**TASK DESCRIPTION**
Copy out the data below line for line, without changing a single character.
** BEGIN MATERIAL FOR THIS EXERCISE **
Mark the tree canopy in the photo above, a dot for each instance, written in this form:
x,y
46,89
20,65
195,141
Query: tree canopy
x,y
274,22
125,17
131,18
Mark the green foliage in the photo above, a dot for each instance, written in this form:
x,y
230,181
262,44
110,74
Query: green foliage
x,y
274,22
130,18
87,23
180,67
** END MATERIAL FOR THIS EXERCISE **
**WRITTEN SOLUTION**
Mark the tree canopy in the photo above, a dot for each instance, written in this form:
x,y
46,89
20,65
195,141
Query: tree canopy
x,y
274,22
125,17
131,18
Mark the green foliage in the photo above, a dot for each instance, written in this form:
x,y
230,181
262,44
110,74
Query: green foliage
x,y
274,22
130,18
87,23
180,67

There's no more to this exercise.